Output only the entries, exactly as given, without the pictures.

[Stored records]
-- Opening Marker --
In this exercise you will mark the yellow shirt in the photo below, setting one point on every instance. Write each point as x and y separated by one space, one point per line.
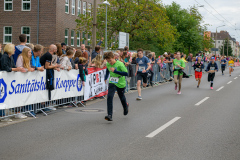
231 63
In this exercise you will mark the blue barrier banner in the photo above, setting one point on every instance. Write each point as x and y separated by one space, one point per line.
20 89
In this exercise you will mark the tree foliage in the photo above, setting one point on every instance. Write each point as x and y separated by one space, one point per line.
150 25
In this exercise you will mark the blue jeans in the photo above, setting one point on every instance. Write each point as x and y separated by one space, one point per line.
111 91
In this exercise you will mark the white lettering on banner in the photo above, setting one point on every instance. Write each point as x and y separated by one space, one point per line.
20 89
95 85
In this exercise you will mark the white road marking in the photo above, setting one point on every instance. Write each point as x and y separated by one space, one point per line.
229 82
220 88
200 102
154 133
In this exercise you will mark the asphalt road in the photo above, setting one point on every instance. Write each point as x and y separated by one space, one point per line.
184 130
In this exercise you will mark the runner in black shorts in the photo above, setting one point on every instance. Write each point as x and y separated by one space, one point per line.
142 67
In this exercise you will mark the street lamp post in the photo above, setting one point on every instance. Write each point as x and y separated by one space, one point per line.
216 38
106 3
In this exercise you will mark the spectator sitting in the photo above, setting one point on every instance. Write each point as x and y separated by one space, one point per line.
24 60
35 61
65 60
96 52
116 56
7 62
63 45
134 57
19 48
76 57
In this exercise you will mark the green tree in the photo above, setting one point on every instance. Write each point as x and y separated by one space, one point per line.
226 49
188 25
145 21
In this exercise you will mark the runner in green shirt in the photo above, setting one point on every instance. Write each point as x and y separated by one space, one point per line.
178 67
117 71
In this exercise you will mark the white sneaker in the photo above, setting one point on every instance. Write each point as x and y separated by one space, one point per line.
52 108
6 120
20 116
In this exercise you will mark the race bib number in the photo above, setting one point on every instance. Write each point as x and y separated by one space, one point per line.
212 68
141 68
198 69
114 80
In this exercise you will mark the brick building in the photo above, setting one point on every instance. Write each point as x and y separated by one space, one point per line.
43 21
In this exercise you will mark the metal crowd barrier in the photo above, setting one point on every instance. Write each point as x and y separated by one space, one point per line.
160 75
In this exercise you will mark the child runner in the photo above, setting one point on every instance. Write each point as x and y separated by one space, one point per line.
117 81
223 64
231 64
211 69
198 66
142 68
178 67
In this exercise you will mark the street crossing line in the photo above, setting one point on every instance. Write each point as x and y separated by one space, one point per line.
157 131
229 82
220 88
200 102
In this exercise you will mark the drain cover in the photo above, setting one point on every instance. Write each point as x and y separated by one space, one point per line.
86 110
89 110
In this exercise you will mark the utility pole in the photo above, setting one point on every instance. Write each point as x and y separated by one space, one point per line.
94 31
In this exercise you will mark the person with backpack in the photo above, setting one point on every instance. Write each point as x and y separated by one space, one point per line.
198 67
211 69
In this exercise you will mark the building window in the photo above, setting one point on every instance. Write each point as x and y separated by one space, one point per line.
72 37
89 39
83 37
7 35
78 39
84 8
67 6
26 5
89 8
8 6
79 6
66 36
26 30
73 7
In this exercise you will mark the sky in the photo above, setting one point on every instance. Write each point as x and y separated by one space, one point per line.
216 13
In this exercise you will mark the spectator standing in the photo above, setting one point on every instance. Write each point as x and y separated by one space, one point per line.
65 60
19 48
7 62
76 57
96 52
35 61
83 48
190 57
24 60
64 47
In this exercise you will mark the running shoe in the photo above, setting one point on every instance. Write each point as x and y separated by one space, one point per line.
125 110
108 118
139 98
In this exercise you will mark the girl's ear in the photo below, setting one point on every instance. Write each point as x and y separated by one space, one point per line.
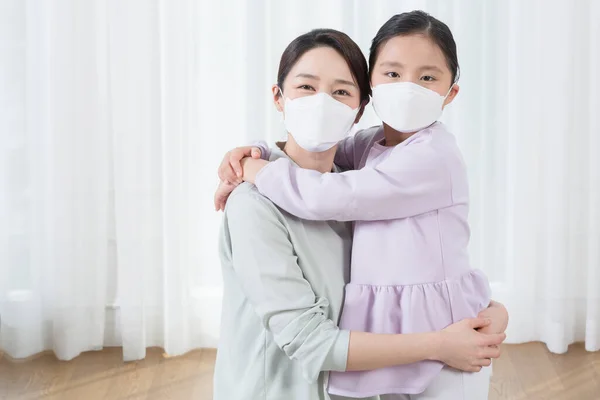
361 111
453 92
277 97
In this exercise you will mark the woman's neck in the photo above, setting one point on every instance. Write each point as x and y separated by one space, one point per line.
321 161
393 137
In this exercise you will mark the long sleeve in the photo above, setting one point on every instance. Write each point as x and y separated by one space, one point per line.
411 181
266 265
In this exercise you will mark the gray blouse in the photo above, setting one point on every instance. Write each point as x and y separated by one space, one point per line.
284 283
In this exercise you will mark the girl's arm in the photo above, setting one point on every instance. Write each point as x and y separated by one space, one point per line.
408 183
264 261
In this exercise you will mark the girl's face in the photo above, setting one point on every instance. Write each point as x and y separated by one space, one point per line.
416 59
319 70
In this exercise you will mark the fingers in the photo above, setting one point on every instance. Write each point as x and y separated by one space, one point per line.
493 339
479 322
483 362
471 368
255 153
490 352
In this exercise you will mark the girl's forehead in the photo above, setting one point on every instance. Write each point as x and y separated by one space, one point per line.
410 50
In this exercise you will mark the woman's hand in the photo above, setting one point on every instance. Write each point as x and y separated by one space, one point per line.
230 170
251 167
462 347
222 194
499 316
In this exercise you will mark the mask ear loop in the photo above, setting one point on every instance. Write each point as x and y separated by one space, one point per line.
449 90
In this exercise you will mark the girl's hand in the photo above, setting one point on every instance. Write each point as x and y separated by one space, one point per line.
230 170
499 316
222 194
462 347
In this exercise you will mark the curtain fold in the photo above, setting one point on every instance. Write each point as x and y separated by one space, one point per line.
114 116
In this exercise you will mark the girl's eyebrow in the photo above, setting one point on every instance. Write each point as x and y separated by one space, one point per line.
391 64
430 68
344 82
309 76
-- Closing Marker --
RESPONSE BELOW:
In this exercise you will mark the yellow shirt in the photo below, setting one point on every instance. Write each point as x and y separated by one space, one point per line.
231 63
In this exercise you will mark the blue barrier banner in the photo above, setting one point on every instance. Write each point as x and y separated by one space, one point per line.
20 89
In this exercise you will mark the tree foliage in the photo above, setting one point on every instance. Write each point as x and y separated by one space, one point per line.
150 25
In this exercise you will mark the blue jeans in the photo above, setting one point on every instance. Write each point as x and y separated by one space, one point per line.
111 91
In this exercise you will mark the white lettering on banner in the photo above, setting one point on every instance. Write each point as x and y separated by one space, one point per line.
20 89
95 85
In this exercise you will mark the white road marking in the photo above, setting one point on every instance. Write each point as x and y separated by one space, one point per line.
229 82
220 88
200 102
154 133
In this exercise you will mark the asphalt road in the photo above, setting one point on every instance. Write each point as x and y separated by one space, one point per line.
184 130
In this exercise you will mark the runner in black shorts in the photo above, setting one point on every instance. Write each point as x and y separated by one space, one point per line.
142 67
In this exercise you will mark the street lamp post in the photo above, setting one point on every instance. Write each point as x and y separated by one space, one point per line.
216 38
106 3
In this exercise you will mark the spectator sitting in the photo above, setting one point on every instance. Write each point as x and y separated by one space, one point per line.
24 60
35 61
65 60
96 52
116 56
7 62
63 45
134 57
19 48
76 57
In this exercise you will mark the green tree in the photo above, setting one point on every instance. Write each point as x and y separated by one space, one point per line.
226 49
188 25
145 21
In this exercise you will mark the runner in green shirt in the photo above, setting one point on every instance. Write each point as x and y separated by one space, one point per line.
178 67
117 71
In this exercise you will mark the white sneaker in the photo above, setting one point on every instance. Write each point as x and y separated by one space, one point per line.
52 108
6 120
20 116
In this exercise you will mark the race bib number in the photo above, setting one point on every instance. Write each point as x and y separated by one space, one point per line.
212 68
141 68
198 69
114 80
In this exercise you will mark the brick building in the photo above, setting one point on every instance. Write each point as x and y separated by one space, one point per line.
43 21
In this exercise you will mark the metal crowd barrier in the photo above, setting one point on every instance. Write each point as x and y separated by one space, one point per line.
160 75
In this exercise you will mark the child runner in the photo above, setting one point on every instance. Write each point as x and y separated by one space, one point per line.
117 81
223 64
231 64
211 69
198 66
142 68
178 67
In this exercise you will mark the street crossing line in the photo above, setting one point on every instance. Write each point as x and y separated by one space, one point per line.
157 131
229 82
220 88
200 102
In this exercise you will mark the drain cover in the photo above, setting one point on every instance. Write each point as x and y separated by one space, one point per line.
86 110
89 110
In this exercise you will mark the utility pole in the photo above, setting one point on every instance. Write each point as x and y separated by one space, one point per line.
94 31
In this exercise you will mark the person with backpack in the photo above, setting one point on every instance. Write each point as x and y separated by one space, one point per line.
198 67
211 69
In this exercise you will mark the building window in the photo above, setting one point on every instance. Write each point as x and y separated by one space, one point per line.
72 37
89 39
83 37
7 35
78 39
84 8
67 6
26 5
89 8
8 6
79 6
66 36
26 30
73 7
In this exercise you will mark the sky in the photo above, setting one point on every instance. Write each point as x and y separated by one space, one point per line.
216 13
In this exercise you will mark the spectator standing in the photo above, setting one point on every instance. Write each point as x and y separated by one space, one point per line.
65 60
19 48
7 62
76 57
96 52
35 61
83 48
190 57
24 60
64 47
In this exercise you will mark the running shoe in the photo above, setting one point on every instance. Write each point as x and y separated by one space, one point per line.
125 110
108 118
139 98
In this exercise you will mark the girl's ear in the photo below, setting one point on every instance. Write each point as x and y separated by one space, one point per line.
361 111
453 92
277 97
In this exercise you will mark the woman's neck in the photo above, setting one point on every instance. Write each point as x and y separated by one space, one point per line.
321 161
393 137
In this exercise you will mark the long sleeve in the photo above, setting one point on every instance. Write each point as x and y separated by one space, one point per line.
411 181
266 265
In this exercise you will mark the gray blouse in the photo above, setting one point on every instance. Write each point as x and y separated by one space, one point per line.
284 283
In this exercise you will mark the girl's arm in the photo above, setting one point on every instance. Write each point as x and y separated by one space, one point per line.
408 183
264 261
In this exercise you will mark the girl's face in the photo above, setting one point on every instance. Write each point as x and y separated by one space, one point per line.
416 59
319 70
In this exercise you will mark the fingers in the photo above, setting one point on every instance. Write each point as x and y separated by one space, one point per line.
493 339
479 322
483 362
471 368
255 153
490 352
In this exercise you will mark the girl's forehead in the photo above, setting one point on every instance. Write each point as x and y separated by one space, one point per line.
410 50
In this exercise you will mark the woman's hand in the photo above, setting one point on every instance. Write each point as x and y separated by one space, one point per line.
230 170
251 167
462 347
222 194
499 316
In this exercise you will mark the mask ear loop in the photo above, setting one point on every instance. Write each point as x and y separated by one space, one point per line.
449 90
In this exercise you will mark the girl's hand in the photo above, setting one point on every instance. Write each point as x and y separated by one space, one point per line.
230 170
499 316
222 194
462 347
In this exercise you will mark the curtain fold in the photo above, setting one point on every instance. Write each point as x and y separated by one space, one point per line.
114 116
In this exercise you will mark the girl's eyebrow in the photo above, setting one point on every instance. Write each point as x and y separated by one space, one point per line.
391 64
430 68
344 82
309 76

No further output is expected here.